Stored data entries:
--- START ---

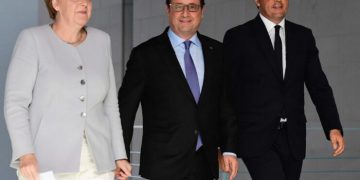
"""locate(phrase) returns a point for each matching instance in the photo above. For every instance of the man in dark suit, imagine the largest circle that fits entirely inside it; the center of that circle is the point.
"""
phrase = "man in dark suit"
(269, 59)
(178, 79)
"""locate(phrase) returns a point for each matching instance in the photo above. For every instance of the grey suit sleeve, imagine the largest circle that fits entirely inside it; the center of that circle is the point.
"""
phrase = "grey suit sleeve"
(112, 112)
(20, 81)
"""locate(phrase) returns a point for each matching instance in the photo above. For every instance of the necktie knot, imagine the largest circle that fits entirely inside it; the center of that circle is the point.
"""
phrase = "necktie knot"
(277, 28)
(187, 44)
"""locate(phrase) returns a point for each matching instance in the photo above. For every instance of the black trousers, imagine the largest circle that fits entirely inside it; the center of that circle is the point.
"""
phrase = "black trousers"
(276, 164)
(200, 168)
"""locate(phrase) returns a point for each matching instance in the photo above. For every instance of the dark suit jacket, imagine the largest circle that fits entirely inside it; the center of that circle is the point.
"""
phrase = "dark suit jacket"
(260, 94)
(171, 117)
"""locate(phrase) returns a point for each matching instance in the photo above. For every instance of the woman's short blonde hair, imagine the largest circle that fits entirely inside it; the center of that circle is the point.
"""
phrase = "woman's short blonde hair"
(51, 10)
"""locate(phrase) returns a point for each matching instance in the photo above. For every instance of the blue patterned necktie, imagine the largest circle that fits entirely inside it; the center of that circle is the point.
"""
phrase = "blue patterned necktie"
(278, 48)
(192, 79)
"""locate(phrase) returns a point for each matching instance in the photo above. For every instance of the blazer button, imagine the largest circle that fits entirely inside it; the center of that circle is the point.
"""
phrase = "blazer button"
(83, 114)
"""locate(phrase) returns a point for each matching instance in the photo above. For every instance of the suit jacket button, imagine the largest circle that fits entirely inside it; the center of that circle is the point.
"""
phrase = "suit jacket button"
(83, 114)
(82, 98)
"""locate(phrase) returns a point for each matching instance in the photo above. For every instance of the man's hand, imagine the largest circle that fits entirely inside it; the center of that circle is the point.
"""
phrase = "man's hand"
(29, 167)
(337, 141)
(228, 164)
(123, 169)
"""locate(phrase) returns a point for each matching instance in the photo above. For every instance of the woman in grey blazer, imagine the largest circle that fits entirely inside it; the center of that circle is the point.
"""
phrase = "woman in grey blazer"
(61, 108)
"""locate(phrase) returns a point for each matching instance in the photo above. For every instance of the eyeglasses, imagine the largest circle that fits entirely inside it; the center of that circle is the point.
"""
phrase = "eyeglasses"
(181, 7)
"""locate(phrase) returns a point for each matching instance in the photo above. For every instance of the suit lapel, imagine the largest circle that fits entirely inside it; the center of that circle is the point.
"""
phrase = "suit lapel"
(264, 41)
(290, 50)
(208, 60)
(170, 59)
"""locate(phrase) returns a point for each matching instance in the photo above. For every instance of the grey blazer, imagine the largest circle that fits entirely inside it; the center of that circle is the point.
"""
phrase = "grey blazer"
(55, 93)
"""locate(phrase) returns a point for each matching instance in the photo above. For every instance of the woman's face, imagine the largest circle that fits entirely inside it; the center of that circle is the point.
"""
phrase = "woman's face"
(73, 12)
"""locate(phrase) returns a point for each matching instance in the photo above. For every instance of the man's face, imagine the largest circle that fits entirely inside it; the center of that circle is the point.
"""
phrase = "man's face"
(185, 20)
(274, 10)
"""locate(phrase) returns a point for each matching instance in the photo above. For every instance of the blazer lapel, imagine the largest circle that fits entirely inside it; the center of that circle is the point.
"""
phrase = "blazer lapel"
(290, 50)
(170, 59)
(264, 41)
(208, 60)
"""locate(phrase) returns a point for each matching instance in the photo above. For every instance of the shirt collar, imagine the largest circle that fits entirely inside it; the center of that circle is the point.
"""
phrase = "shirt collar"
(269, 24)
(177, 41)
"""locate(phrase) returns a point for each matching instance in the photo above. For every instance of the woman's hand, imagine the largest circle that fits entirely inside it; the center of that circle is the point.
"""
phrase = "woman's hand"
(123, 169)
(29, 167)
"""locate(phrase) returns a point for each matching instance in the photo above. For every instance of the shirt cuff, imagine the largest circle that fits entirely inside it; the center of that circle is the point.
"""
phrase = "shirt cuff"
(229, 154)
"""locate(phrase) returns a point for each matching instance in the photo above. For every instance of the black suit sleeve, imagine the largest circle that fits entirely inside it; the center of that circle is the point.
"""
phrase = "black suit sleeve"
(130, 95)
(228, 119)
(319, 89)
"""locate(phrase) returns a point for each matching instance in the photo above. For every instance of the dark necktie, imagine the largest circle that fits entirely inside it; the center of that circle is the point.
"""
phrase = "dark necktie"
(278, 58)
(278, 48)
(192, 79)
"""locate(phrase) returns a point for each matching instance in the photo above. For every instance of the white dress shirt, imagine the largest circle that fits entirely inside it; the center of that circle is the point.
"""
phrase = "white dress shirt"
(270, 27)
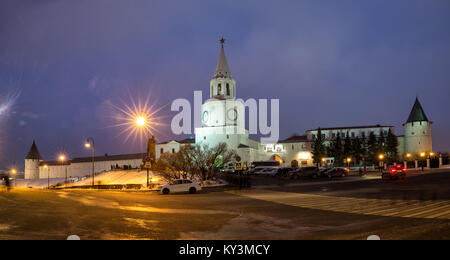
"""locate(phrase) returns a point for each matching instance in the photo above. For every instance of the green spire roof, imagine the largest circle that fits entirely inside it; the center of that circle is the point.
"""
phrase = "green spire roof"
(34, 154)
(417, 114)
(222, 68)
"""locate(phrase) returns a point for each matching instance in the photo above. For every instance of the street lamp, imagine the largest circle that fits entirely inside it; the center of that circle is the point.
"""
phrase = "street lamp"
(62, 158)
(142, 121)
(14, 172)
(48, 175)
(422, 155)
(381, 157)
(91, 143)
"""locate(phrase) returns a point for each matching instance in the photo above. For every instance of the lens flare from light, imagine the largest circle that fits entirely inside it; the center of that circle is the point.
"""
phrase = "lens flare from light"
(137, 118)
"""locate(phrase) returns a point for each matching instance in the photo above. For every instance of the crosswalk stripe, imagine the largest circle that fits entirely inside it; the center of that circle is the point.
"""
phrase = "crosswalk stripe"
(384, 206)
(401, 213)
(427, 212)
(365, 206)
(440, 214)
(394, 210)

--- END ---

Work to complete: Your task is to transcribe all of the records precisely, with no images included.

Task answer:
"""locate(phrase) returns a point for each matching instance in the photo above. For every instance of the man in dark suit, imagine the largest circle that fits entirely inside it; the center of that circle is the point.
"""
phrase = "man in dark suit"
(269, 59)
(178, 79)
"""locate(phrase) returns a point for each matching instance in the photo above. For every instance of the grey suit sleeve, imagine the largest circle that fits entirely inside it; the center of that circle is the point.
"""
phrase = "grey suit sleeve"
(112, 112)
(20, 81)
"""locate(phrase) returns a point for each matching instance in the photo above. For every instance of the necktie knot, imagine the largest circle that fits entirely inside it; the center of that circle is the point.
"""
phrase = "necktie knot"
(277, 28)
(187, 44)
"""locate(phrase) returns a point for each matching instance in the photo above. For every instance of the black trousers, imagine the largest circle that fits entirely inside it; the center of that circle is the point.
"""
phrase = "black trousers"
(276, 164)
(200, 168)
"""locate(phrase) returns a point for each matching instance in the photo above. For every instance of the dark suit jacket, imagine the largest circle that fits entirely inside it; the center of that circle is the point.
"""
phrase = "dark suit jacket"
(260, 94)
(171, 117)
"""locate(phrase) returns a point for each matching instance in the photo above. For every instance of the woman's short blonde hair, imagine the largest circle that fits entirely inside it; the center of that circle is the point.
"""
phrase = "woman's short blonde hair"
(51, 10)
"""locate(phrase) returns a point for each matching instance in the photo above. For every instance of the blue patterned necktie, imagine the largest circle that fits entirely inside it; the center of that circle is the point.
"""
phrase = "blue patterned necktie"
(278, 48)
(192, 79)
"""locate(phrase) returns a point for each matching instance in the photo above. For every instance of the blazer button, imagine the largest circle that fits entirely inside it; the center of that circle is the point.
"""
phrase = "blazer button"
(83, 114)
"""locate(phrase) returns a point for each matching instance in the photo above. For every instance of the suit jacket button, imagine the largest circle that fits entirely inside it; the center of that circle is the point.
"""
phrase = "suit jacket button"
(83, 114)
(82, 98)
"""locate(phrase) returns a point for each matching instance in the photo above. For every instance of the man's hand, imagine the largest circle that fits entirely inside it; the center of that circle is the point.
"""
phrase = "man's hand"
(29, 167)
(337, 141)
(228, 164)
(123, 169)
"""locate(phrase) returns a point for each matching instance in the photo above. For every instance of the woman in grey blazer, imagine the largest circle that fits entirely inside it; the center of that circle is the point.
"""
phrase = "woman in grey blazer"
(61, 108)
"""locate(phrase) returns a point for each matching instance in the photo above. For every instance of the eyeglasses, imagine the largest circle that fits entirely inside it; the center of that circle is the point.
"""
phrase = "eyeglasses"
(181, 7)
"""locate(phrase) returns a point for each matching instance in the photo above. For every instance of the suit lapel, imagine the largest circle that fits entirely inside it; the center of that circle is the point.
"""
phrase = "suit lapel"
(264, 41)
(290, 50)
(208, 60)
(170, 59)
"""locate(phrase) returns a point for each matching instance in the photo above. For every instance of the grey blazer, imagine the largest circle that fits entirely inside it; the center of that circle is the point.
"""
phrase = "grey blazer"
(55, 93)
"""locate(phrase) returns a point for each matching instance in the photo above. For every instance of the woman's face, imagine the largest circle that fits entirely inside it; the center of that circle is the point.
"""
phrase = "woman's face"
(73, 12)
"""locate(phrase) returns a point for each matching instance in the photo above. For every instance of the man's face, imagine the largest circle that fits entirely inside it; the center of that circle is the point.
"""
phrase = "man's face"
(185, 20)
(274, 10)
"""locate(phrase) returns a point for each matching instance in the photo above. For every instance of the blazer lapel, imagine the largest circle that fits entirely inside it; the center of that circle is the point.
"""
phrase = "blazer lapel"
(290, 50)
(170, 59)
(264, 41)
(208, 60)
"""locate(phrase) returns a point for each matching instance in the photo above. For every instance of the shirt collar, imagine the largest circle that fits entirely inside it; the center of that circle is the point.
"""
phrase = "shirt collar"
(269, 24)
(177, 41)
"""locate(phrase) returns a point for each matching instance in the photo above. For every instance of the woman's hand, imagine the largest circle that fits entirely inside it; the center of that circle is the point.
"""
phrase = "woman's hand"
(123, 169)
(29, 167)
"""locate(phrase) returns a point for each matching instance in the photo above. For every instance of the shirt cuff, imagine the largest circle that fits entirely inside it; the center of that circle is the point.
"""
phrase = "shirt cuff"
(229, 154)
"""locate(phrase) returns a point for each matching instance in the photo above. For every instance of the black suit sleeve, imagine the largest circle that fits entirely inside it; the center of that circle is the point.
"""
phrase = "black suit sleeve"
(130, 95)
(228, 119)
(319, 89)
"""locate(phrase) returns a point for each matching instance in the photo above. For every instance of the dark necktie, imagine the largest circle that fits entirely inside it; the center of that circle is the point.
"""
phrase = "dark necktie"
(278, 58)
(278, 48)
(192, 79)
"""locate(phrase) returns a point for each matching instance in the photo above. For every instance of the white dress shirt, imagine the largest circle that fits entirely inside it; the center of that circle is the point.
"""
phrase = "white dress shirt"
(270, 27)
"""locate(phrase) returns a point for each matching instance in the photo above. For every instance of the green spire roof, imagine the largest circle that fits entirely inside it; the center of that circle is the point.
"""
phrase = "green spire roof"
(34, 154)
(417, 114)
(222, 68)
"""locate(phrase) returns a point for each matching instance in the photo above. For every instance of the street lamp, imagine the largest circle that fits entirely inside it; the center of that circle is the point.
"""
phrase = "street lamp"
(62, 158)
(142, 121)
(14, 172)
(48, 175)
(422, 155)
(381, 157)
(91, 143)
"""locate(phrase) returns a point for each matching instance in the photo above. For every instance of the lens flare from light, imagine the largest circle that fits entirely inside it; the center of that circle is the point.
"""
phrase = "lens flare from light"
(137, 118)
"""locate(phrase) returns a point for each matching instance in the photo above. For every instance of the crosswalk stripe, imagine the largest circle that fits entirely inside it; the center of that circle is the point.
"""
phrase = "crosswalk stripe"
(384, 206)
(401, 213)
(427, 212)
(365, 206)
(440, 214)
(394, 210)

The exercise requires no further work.